--- start Data for the task ---
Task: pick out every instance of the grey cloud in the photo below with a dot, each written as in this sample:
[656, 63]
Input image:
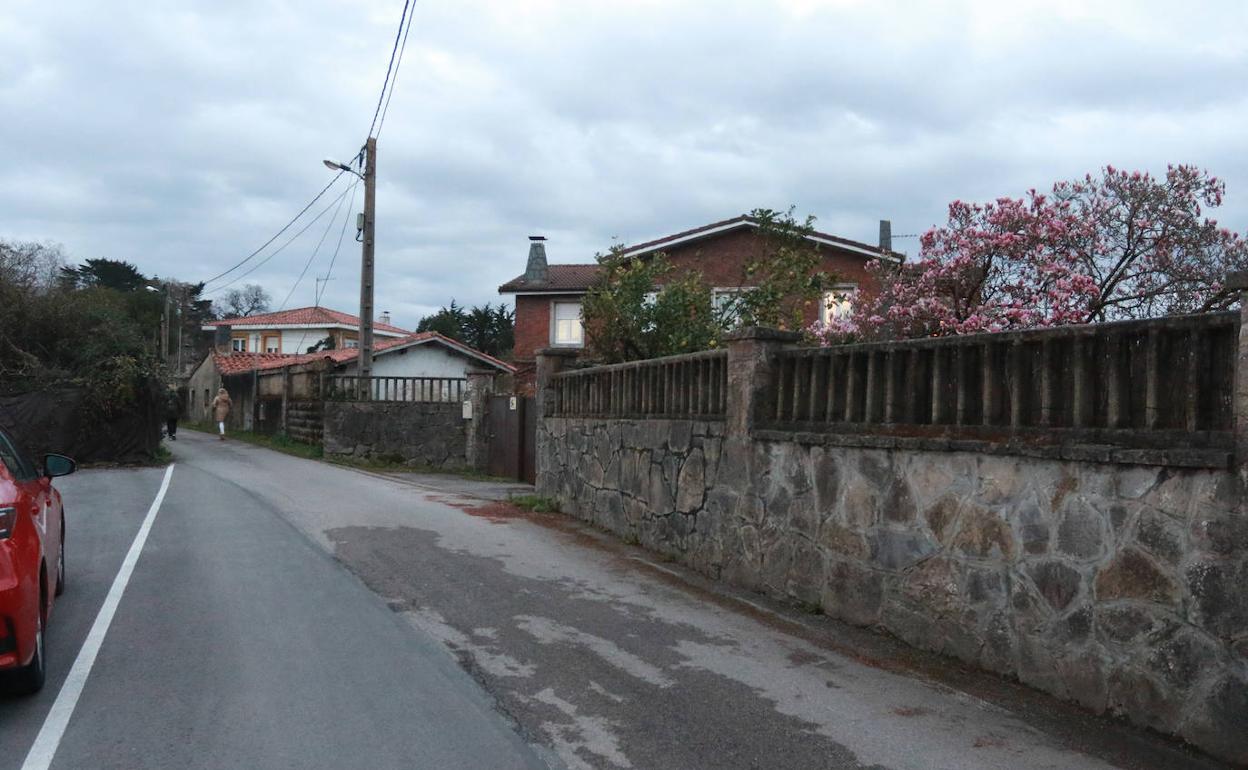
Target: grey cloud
[182, 136]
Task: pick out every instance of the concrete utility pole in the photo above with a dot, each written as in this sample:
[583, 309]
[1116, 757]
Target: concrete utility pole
[366, 271]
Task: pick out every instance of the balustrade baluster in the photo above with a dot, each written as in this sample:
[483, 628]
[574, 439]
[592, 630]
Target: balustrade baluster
[1192, 417]
[989, 387]
[1152, 380]
[939, 386]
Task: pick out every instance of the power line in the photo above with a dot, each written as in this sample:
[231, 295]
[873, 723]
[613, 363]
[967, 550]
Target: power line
[390, 66]
[328, 226]
[397, 65]
[285, 227]
[278, 250]
[335, 258]
[322, 283]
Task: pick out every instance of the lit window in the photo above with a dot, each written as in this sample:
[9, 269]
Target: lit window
[567, 325]
[838, 303]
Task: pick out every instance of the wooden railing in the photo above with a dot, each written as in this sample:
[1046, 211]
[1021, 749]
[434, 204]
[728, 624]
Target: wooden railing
[693, 386]
[348, 387]
[1157, 383]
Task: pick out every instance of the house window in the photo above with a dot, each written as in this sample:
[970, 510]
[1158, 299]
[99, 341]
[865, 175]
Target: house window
[567, 325]
[838, 303]
[723, 302]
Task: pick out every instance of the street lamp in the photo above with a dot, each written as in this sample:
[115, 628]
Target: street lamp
[337, 166]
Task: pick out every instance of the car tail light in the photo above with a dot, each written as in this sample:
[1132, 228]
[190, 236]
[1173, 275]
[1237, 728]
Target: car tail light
[8, 638]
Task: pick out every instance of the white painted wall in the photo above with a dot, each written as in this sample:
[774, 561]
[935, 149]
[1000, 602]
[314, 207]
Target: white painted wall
[428, 360]
[298, 341]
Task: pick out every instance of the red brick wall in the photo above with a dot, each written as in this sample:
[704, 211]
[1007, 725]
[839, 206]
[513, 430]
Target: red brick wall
[720, 260]
[723, 260]
[532, 326]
--- end Data for the task ---
Given task: Reproduce all of the records above word for word, leaving the picture out of your copy.

Response to the task:
Task: pick out every instance of the grey cloud in the photo below with a dot, each written as in this sample:
[656, 63]
Input image:
Target: grey cloud
[182, 136]
Task: pick out every instance of the concrete utility pole in the photo above with a dot, each written as in this sample:
[583, 309]
[1116, 757]
Target: concrete utility pole
[366, 271]
Task: pick out every instance of the balustrade baluster in the photo above with a dot, each written as in this sample:
[483, 628]
[574, 439]
[592, 630]
Target: balustrade baluster
[1192, 417]
[989, 387]
[1152, 380]
[939, 386]
Task: pick out every instance of the power line in the photo above with a dot, each written as in this sample:
[231, 295]
[873, 723]
[613, 363]
[967, 550]
Target: power line
[390, 66]
[328, 226]
[397, 65]
[285, 227]
[278, 250]
[335, 258]
[322, 283]
Task: pick out every instance of the lit window in the photo above with a dot, each written as in this sample:
[9, 269]
Target: lit window
[567, 325]
[838, 303]
Task: pick out every instance of the wooden railing in the photo above with a dot, each written as in this sample:
[1046, 211]
[1021, 749]
[434, 204]
[728, 624]
Target: wooden railing
[693, 386]
[348, 387]
[1157, 383]
Task: pick out every instance of the house window in the photo above with a dot, each written as in this sample:
[970, 510]
[1158, 299]
[99, 341]
[865, 175]
Target: house window
[567, 325]
[838, 303]
[723, 302]
Task: pick out every instance of the street lamp in the photo above with a dot, each written as in this sample:
[115, 628]
Target: street lamp
[337, 166]
Task: pick out every instance of the car tail light in the photo above with a dot, each written as in this sample:
[1132, 228]
[190, 236]
[1173, 275]
[1237, 728]
Target: car tail light
[8, 638]
Task: pick out every instance of the white painted wall in the photo above with a dot, each written as in this sample:
[774, 561]
[935, 149]
[1000, 602]
[314, 207]
Target: white painted wall
[428, 360]
[298, 341]
Task: pick out every instance of the red brick wall in the photo above with a dot, each written as in this sample:
[704, 211]
[1007, 725]
[839, 206]
[513, 430]
Target: red brick wall
[720, 260]
[723, 260]
[532, 326]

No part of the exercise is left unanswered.